Excerpted passage:

───

Indonesia was China’s biggest customer in the region, buying 125 million doses from Sinovac. The Philippines obtained 25 million Sinovac shots after its president, Rodrigo Duterte, said he had turned to Xi Jinping, China’s top leader, for help. Cambodia received more than 2.2 million of China’s Sinopharm doses. It has inoculated roughly 41% of its population, achieving the second-highest vaccination rate in the region, after Singapore.

Then, signs started emerging that the Chinese vaccines were not as effective as hoped. Indonesia found that 10% of its health care workers had become infected with COVID-19 as of July, despite being fully vaccinated with the Sinovac shot, according to the Indonesian Hospital Association.

In July, a virus expert at Chulalongkorn University in Bangkok said a study of people who had received two doses of the Sinovac vaccine showed that their level of antibodies, 70%, was “barely efficacious” against the alpha variant of the coronavirus, first detected in Britain, or against the delta variant, first detected in India.

───

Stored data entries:
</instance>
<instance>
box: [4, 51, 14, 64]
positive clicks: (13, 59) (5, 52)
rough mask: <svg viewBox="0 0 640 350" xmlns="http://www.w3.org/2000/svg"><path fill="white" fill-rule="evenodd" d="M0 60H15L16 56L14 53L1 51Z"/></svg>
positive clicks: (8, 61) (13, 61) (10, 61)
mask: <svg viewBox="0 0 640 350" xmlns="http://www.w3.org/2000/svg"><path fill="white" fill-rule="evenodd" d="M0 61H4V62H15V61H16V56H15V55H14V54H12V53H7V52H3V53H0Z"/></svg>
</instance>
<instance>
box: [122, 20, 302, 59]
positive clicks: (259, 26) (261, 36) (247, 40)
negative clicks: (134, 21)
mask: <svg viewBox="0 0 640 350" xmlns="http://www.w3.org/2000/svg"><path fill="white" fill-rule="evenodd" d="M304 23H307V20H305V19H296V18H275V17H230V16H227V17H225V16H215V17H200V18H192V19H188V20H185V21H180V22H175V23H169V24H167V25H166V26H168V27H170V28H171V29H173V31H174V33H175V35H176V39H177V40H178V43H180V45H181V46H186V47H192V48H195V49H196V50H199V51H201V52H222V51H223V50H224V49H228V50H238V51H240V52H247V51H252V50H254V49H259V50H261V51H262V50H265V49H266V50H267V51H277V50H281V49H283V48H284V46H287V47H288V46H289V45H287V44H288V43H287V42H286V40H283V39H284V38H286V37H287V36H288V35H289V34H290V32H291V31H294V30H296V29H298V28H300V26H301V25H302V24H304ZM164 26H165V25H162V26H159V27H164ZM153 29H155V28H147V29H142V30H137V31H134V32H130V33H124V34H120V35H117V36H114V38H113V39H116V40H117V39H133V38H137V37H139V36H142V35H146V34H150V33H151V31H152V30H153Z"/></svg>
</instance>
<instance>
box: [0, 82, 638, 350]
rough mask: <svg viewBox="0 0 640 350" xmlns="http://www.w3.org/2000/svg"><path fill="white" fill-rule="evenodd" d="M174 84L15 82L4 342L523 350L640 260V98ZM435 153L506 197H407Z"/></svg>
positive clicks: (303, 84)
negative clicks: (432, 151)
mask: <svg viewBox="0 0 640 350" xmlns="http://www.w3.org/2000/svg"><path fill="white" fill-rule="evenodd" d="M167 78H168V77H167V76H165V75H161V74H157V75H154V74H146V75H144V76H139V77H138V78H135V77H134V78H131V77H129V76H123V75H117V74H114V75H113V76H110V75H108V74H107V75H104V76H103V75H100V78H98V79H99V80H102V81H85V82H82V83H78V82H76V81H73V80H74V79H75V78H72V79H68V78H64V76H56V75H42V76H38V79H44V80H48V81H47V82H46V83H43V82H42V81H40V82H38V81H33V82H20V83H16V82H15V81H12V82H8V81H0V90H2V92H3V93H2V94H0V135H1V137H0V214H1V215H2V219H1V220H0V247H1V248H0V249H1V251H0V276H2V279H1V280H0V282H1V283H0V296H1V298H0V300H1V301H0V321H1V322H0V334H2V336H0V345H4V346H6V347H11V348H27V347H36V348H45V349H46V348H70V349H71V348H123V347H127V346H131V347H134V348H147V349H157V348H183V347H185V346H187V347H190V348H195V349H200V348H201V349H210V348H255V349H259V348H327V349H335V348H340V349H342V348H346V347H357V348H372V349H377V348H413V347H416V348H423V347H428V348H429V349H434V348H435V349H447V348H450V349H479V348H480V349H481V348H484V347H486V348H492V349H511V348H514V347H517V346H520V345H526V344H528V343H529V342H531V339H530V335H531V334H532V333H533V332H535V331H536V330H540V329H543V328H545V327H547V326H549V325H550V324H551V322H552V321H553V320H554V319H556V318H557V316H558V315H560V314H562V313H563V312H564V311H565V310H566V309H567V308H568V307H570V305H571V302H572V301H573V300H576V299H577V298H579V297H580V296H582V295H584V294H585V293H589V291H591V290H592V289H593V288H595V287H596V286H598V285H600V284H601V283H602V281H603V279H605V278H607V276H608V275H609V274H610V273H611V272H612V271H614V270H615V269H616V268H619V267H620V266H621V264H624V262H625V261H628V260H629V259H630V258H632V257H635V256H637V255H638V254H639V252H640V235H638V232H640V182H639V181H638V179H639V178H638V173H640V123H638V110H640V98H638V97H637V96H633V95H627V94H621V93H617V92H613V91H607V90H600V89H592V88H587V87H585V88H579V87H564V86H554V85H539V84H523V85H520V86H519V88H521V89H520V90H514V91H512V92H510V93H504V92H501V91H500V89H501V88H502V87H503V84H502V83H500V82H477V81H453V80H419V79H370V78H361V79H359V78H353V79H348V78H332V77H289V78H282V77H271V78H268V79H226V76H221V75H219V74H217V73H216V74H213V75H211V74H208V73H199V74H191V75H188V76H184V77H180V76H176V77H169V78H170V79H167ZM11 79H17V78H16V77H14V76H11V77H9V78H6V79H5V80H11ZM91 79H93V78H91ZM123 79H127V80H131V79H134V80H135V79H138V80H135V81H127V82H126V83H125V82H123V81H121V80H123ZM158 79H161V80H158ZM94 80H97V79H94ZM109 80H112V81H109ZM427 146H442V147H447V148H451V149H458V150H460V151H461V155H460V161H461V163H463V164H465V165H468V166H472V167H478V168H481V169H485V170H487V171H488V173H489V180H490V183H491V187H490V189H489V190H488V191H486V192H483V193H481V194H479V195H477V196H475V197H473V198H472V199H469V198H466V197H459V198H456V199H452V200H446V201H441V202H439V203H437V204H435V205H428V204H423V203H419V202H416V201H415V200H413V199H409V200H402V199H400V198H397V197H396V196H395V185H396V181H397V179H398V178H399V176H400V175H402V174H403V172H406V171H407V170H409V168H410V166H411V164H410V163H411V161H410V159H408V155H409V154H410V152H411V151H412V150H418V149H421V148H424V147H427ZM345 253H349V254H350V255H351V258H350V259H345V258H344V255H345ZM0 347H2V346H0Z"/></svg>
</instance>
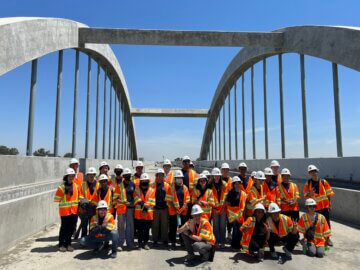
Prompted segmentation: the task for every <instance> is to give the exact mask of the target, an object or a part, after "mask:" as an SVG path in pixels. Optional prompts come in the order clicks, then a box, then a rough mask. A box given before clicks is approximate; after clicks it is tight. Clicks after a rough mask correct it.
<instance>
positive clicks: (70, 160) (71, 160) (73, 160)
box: [70, 158, 80, 165]
mask: <svg viewBox="0 0 360 270" xmlns="http://www.w3.org/2000/svg"><path fill="white" fill-rule="evenodd" d="M71 164H80V162H79V160H77V159H76V158H72V159H71V160H70V165H71Z"/></svg>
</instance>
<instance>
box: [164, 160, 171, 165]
mask: <svg viewBox="0 0 360 270" xmlns="http://www.w3.org/2000/svg"><path fill="white" fill-rule="evenodd" d="M165 165H170V166H171V161H170V159H165V160H164V165H163V166H165Z"/></svg>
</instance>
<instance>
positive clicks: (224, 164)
mask: <svg viewBox="0 0 360 270" xmlns="http://www.w3.org/2000/svg"><path fill="white" fill-rule="evenodd" d="M221 169H230V166H229V164H228V163H226V162H224V163H223V164H221Z"/></svg>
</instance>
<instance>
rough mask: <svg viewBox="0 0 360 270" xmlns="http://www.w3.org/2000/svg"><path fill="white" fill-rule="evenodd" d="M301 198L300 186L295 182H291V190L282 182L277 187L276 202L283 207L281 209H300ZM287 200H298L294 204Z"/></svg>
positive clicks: (288, 209)
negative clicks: (288, 201)
mask: <svg viewBox="0 0 360 270" xmlns="http://www.w3.org/2000/svg"><path fill="white" fill-rule="evenodd" d="M299 199H300V193H299V188H298V186H297V185H296V184H295V183H292V182H290V183H289V190H287V189H286V188H285V187H284V186H283V185H282V184H280V185H278V186H277V187H276V202H277V204H278V205H279V207H280V208H281V211H284V212H286V211H299V203H298V202H297V201H298V200H299ZM286 200H296V203H295V204H294V205H290V204H288V203H287V202H286Z"/></svg>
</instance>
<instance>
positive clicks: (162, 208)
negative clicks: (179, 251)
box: [151, 169, 170, 247]
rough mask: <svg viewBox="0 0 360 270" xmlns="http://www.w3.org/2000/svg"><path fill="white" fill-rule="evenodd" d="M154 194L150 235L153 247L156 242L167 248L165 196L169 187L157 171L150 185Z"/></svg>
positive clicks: (155, 245) (169, 188) (166, 210)
mask: <svg viewBox="0 0 360 270" xmlns="http://www.w3.org/2000/svg"><path fill="white" fill-rule="evenodd" d="M151 186H152V188H153V189H154V192H155V206H154V219H153V222H152V227H151V234H152V240H153V244H154V246H157V244H158V241H160V242H162V243H163V245H164V246H165V247H167V246H168V233H169V213H168V207H167V202H166V194H168V193H169V189H170V185H169V184H168V183H166V182H165V172H164V170H163V169H158V170H157V172H156V174H155V182H154V183H153V184H152V185H151Z"/></svg>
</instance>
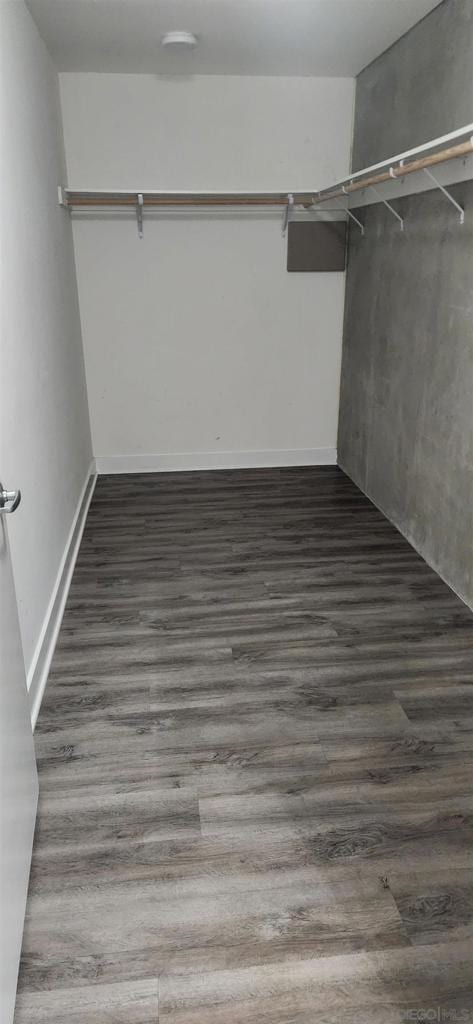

───

Extend the passage on Chinese COVID-19 vaccines in Southeast Asia, picking up after its final sentence.

The answer:
The governments in both Indonesia and Thailand decided that they had to make a switch to other vaccines, like those provided by the United States, Britain and Russia.

“Now that they have more choices, they can make other decisions,” said Nadège Rolland, senior fellow at the National Bureau of Asian Research in Washington. “I don’t think it’s politically motivated. I think it’s pragmatic.”

Yaowares Wasuwat, a noodle seller in Thailand’s Bangsaen Chonburi Province, said that she hoped to get the AstraZeneca vaccine for her second shot after being inoculated with Sinovac, but that she would take whatever was available.

“I have nothing to lose,” she said. “The economy is so bad, we are gasping for air. It’s like dying while living, so just take whatever protection we can.”

China’s early moves in the region stand in marked contrast with the United States, which was slow to provide assistance.

The calculus has now changed under President Joe Biden. Both Lloyd Austin, the US secretary of defence, and Antony Blinken, the secretary of state, had meetings with top officials in Southeast Asia in recent weeks. They noted the donations of roughly 20 million shots.

After Austin visited the Philippines, Manila restored a defence agreement that had been stuck in limbo for more than a year after Duterte threatened to terminate it. The agreement, which would continue to allow US troops and equipment to be moved in and out of the Philippines, could thwart China’s goal to push the US military out of the region.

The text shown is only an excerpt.